▸ **Zu erledigen**: Welchem Brief aus Goethes „Werther“ ist laut dem folgenden Textabschnitt der zu analysierende Auszug entnommen?

▸ **Textabschnitt**:
::::
Worum es hier geht:
Präsentiert wird eine Klausuraufgabe, in der ein Briefauszug aus Goethes „Werther“ im Hinblick die Grundhaltung des Protagonisten und ihre Folgen analysiert werden soll.
Aufgabe:
- Analysieren Sie nach kurzer Klärung der Situation Werthers den unten abgedruckten Auszug aus dem Brief vom 26. Mai.
- Erörtern Sie vor dem Hintergrund dieses Briefes Werthers Verhalten im Umgang mit Lotte und beziehen Sie dabei ein, was aus dieser Beziehung geworden ist.
- Verfassen Sie ein kurzes Statement, indem Sie Ihre eigene Haltung zum Umgang mit den „Regeln […]der bürgerlichen Gesellschaft“ formulieren.
Am 26. Mai.
::::
▸ **Bereitgestelltes Material**:

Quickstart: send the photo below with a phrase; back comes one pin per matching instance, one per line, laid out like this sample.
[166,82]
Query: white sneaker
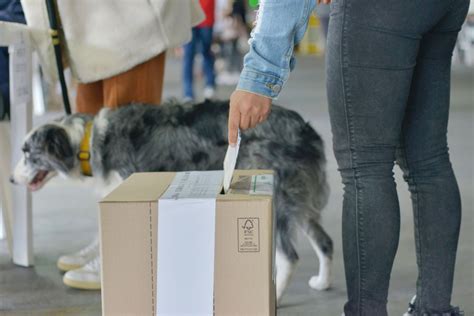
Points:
::::
▸ **Antwort zur Aufgabe**: Der Auszug stammt aus dem Brief vom 26. Mai.